### [Required work]
Write down every entry below once more, exactly.

** Begin **

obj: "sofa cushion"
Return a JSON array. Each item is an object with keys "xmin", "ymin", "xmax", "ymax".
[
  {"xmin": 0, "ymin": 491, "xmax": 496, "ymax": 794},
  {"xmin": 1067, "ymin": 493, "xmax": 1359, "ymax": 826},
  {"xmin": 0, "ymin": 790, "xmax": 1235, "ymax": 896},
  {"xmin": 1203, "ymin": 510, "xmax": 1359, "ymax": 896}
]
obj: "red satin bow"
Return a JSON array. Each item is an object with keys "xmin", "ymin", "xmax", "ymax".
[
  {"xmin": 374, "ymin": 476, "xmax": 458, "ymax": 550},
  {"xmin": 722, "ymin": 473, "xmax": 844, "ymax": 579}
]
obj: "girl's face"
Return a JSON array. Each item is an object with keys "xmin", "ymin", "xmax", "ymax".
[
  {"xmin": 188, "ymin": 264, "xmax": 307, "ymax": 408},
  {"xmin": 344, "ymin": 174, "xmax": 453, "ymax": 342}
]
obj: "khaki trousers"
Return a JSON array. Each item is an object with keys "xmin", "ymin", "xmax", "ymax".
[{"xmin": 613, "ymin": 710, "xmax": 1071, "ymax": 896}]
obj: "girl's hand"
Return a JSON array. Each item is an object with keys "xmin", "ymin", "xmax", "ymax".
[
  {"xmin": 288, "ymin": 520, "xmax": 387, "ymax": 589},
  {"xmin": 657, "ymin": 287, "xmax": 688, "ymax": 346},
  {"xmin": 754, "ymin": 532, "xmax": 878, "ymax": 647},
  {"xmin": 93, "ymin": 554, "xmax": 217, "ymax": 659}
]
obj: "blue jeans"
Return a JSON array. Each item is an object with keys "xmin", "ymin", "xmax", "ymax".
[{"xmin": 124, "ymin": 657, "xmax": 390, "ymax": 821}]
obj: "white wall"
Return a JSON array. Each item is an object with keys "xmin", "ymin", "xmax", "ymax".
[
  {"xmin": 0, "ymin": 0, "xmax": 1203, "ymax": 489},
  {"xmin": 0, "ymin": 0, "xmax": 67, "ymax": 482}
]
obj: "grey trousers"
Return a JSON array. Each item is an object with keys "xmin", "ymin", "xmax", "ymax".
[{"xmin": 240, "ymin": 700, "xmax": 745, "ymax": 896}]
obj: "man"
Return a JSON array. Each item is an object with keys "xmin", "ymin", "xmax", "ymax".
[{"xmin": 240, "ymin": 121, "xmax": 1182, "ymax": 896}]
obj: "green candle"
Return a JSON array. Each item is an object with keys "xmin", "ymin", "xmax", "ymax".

** End **

### [Task response]
obj: "sofa cushion"
Return a JSON array. Each item is an object with keys "xmin", "ymin", "xmax", "ymax".
[
  {"xmin": 0, "ymin": 491, "xmax": 496, "ymax": 794},
  {"xmin": 1067, "ymin": 493, "xmax": 1359, "ymax": 826},
  {"xmin": 0, "ymin": 790, "xmax": 1235, "ymax": 896},
  {"xmin": 1203, "ymin": 510, "xmax": 1359, "ymax": 896}
]
obj: "red satin bow"
Return a JSON array. Each item is an object with keys "xmin", "ymin", "xmax", "ymax".
[
  {"xmin": 374, "ymin": 476, "xmax": 458, "ymax": 550},
  {"xmin": 722, "ymin": 473, "xmax": 844, "ymax": 579}
]
obj: "girl's face"
Return a JSON array. Each item is an object with keys "xmin", "ymin", "xmax", "ymax".
[
  {"xmin": 188, "ymin": 264, "xmax": 307, "ymax": 408},
  {"xmin": 344, "ymin": 174, "xmax": 453, "ymax": 342}
]
obj: "khaki trousers"
Return a JSON array. Each item is an object with keys "xmin", "ymin", "xmax", "ymax".
[{"xmin": 613, "ymin": 710, "xmax": 1071, "ymax": 896}]
obj: "girl's hand"
Return a JSON array. Each item is an object with keys "xmin", "ymin", "xmax", "ymax".
[
  {"xmin": 288, "ymin": 520, "xmax": 387, "ymax": 589},
  {"xmin": 657, "ymin": 287, "xmax": 688, "ymax": 346},
  {"xmin": 754, "ymin": 532, "xmax": 878, "ymax": 647},
  {"xmin": 93, "ymin": 554, "xmax": 217, "ymax": 659}
]
obj: "blue jeans"
Return a JSON array. Each item is an object with keys "xmin", "ymin", "xmax", "ymax".
[{"xmin": 124, "ymin": 657, "xmax": 390, "ymax": 821}]
obj: "white wall"
Return a JSON array. Each item is an object with keys "xmin", "ymin", "xmax", "ymax".
[
  {"xmin": 0, "ymin": 0, "xmax": 1203, "ymax": 489},
  {"xmin": 0, "ymin": 0, "xmax": 67, "ymax": 482}
]
obj: "grey trousers"
Return a JSON array. Each item is an object with keys "xmin", "ymin", "xmax", "ymax".
[{"xmin": 240, "ymin": 700, "xmax": 745, "ymax": 896}]
obj: "man"
Return a JSON array. Each item is an object with keys "xmin", "ymin", "xmax", "ymax".
[{"xmin": 240, "ymin": 121, "xmax": 1182, "ymax": 896}]
obj: "green candle"
Return a JSON array. Each item is an object with keys "xmin", "ymin", "xmax", "ymax".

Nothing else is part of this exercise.